Esercizio assegnato 1: Elenca tutte le somme di denaro riportate nel testo su Cineca.

Sezione del documento:
_ _ _ _ _ _ _

Si allarga a oltre 100 milioni, tra contestazioni fiscali ed aiuti di stato illegali, il buco del superconsorzio dell’informatica di Stato Cineca. “Se è per quella vicenda del Fisco non rispondiamo”, fanno sapere dall’ufficio stampa. Pesa come un macigno la notizia, rivelata dal fattoquotidiano.it, di una richiesta dell’Agenzia delle Entrate da 60 milioni di euro per tasse non pagate dal 2011 al 2015 aggravata dalla decisione dei vertici e dello stesso ministero di far cadere la proposta di conciliazione del Fisco per 25 milioni di euro. Ma non è tutto. C’è anche una sentenza esecutiva che ha imposto al consorzio delle università di restituire 18,7 milioni di euro e un’altra pendente per altri 25,5. Sono i contributi ministeriali erogati dal Miur per le attività di supercalcolo che il Tar ha imposto di restituire allo Stato perché di fatto si configurano come aiuti di stato a un’impresa, posto che Cineca non è ente pubblico ma – come recita il primo articolo del suo statuto – un ente di diritto privato.

_ _ _ _ _ _ _

(Voci di identificazione dei luoghi)
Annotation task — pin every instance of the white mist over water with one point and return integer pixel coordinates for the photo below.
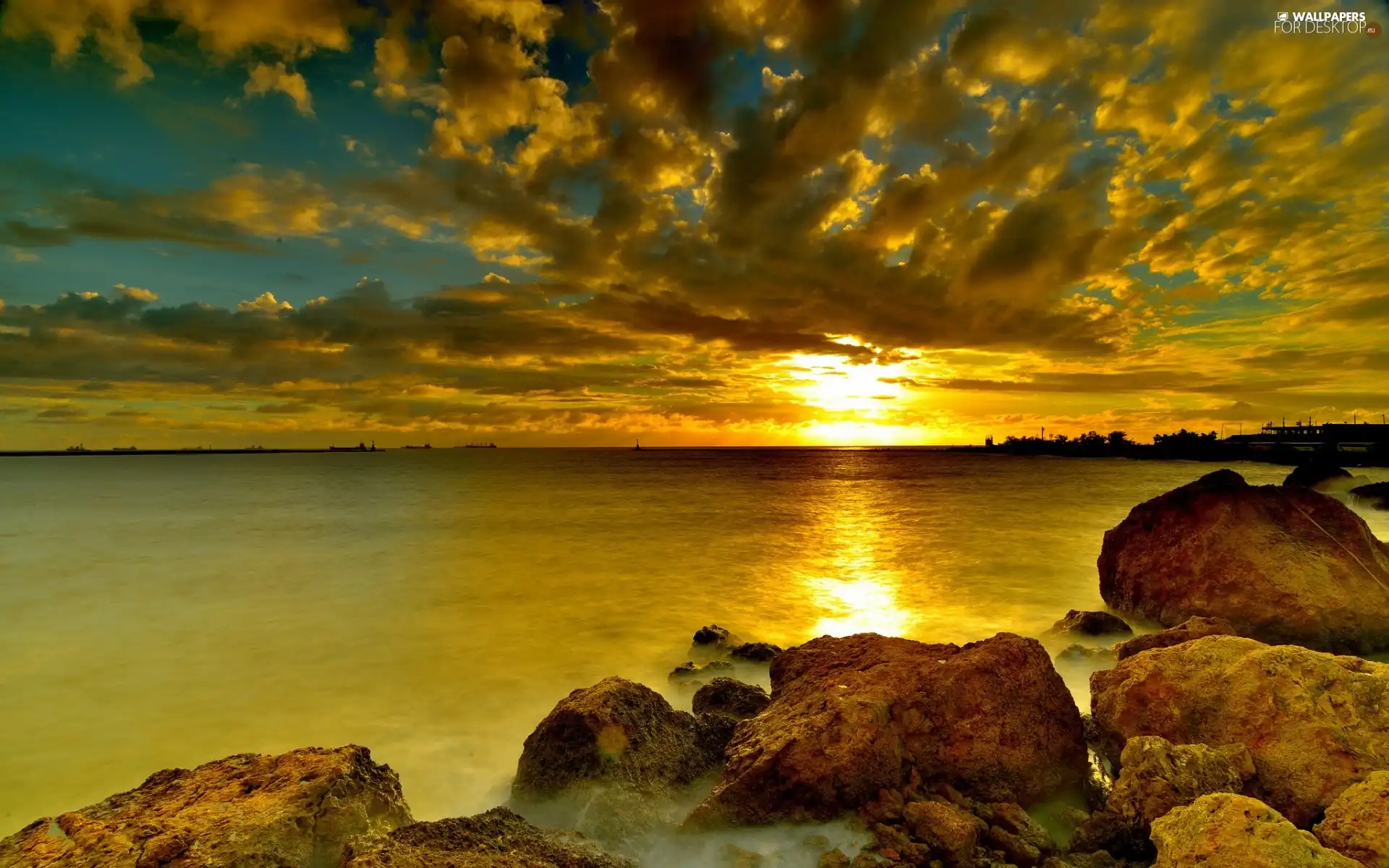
(166, 611)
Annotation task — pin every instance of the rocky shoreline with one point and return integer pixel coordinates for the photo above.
(1245, 733)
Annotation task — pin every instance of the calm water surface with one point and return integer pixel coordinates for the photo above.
(164, 611)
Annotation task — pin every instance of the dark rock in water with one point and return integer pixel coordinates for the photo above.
(1284, 566)
(1099, 859)
(296, 810)
(1192, 628)
(700, 671)
(731, 697)
(1241, 833)
(755, 652)
(495, 839)
(1375, 495)
(1314, 724)
(948, 830)
(1357, 822)
(619, 732)
(1313, 474)
(854, 715)
(1156, 778)
(715, 638)
(1089, 624)
(1079, 653)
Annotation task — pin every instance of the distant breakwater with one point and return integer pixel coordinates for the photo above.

_ _ _ _ _ _ _

Esercizio assegnato 2: Modifica tutte le voci di identificazione dei luoghi sostituendo "Annotation task" con "Labeling task" e lasciando invariato il resto. Ometti le immagini.

Risposta 1:
- oltre 100 milioni
- 60 milioni di euro
- 25 milioni di euro
- 18,7 milioni di euro
- 25,5 (milioni)

Risposta 2:
Labeling task — pin every instance of the white mist over water with one point and return integer pixel coordinates for the photo below.
(166, 611)
Labeling task — pin every instance of the rocky shoreline with one point and return integer pixel coordinates for the photo above.
(1245, 733)
Labeling task — pin every instance of the calm water surface with one point and return integer pixel coordinates for the photo above.
(164, 611)
Labeling task — pin every instance of the dark rock in water with one point and return integer pixel coordinates for the photo above.
(1284, 566)
(1099, 859)
(296, 810)
(1192, 628)
(700, 671)
(731, 697)
(1241, 833)
(755, 652)
(495, 839)
(1375, 495)
(1314, 724)
(948, 830)
(1357, 822)
(619, 732)
(1313, 474)
(854, 715)
(1156, 778)
(715, 638)
(1089, 624)
(1079, 653)
Labeling task — pin every instance of the distant breakwater with one point and return integer pixel coordinates for the photo above.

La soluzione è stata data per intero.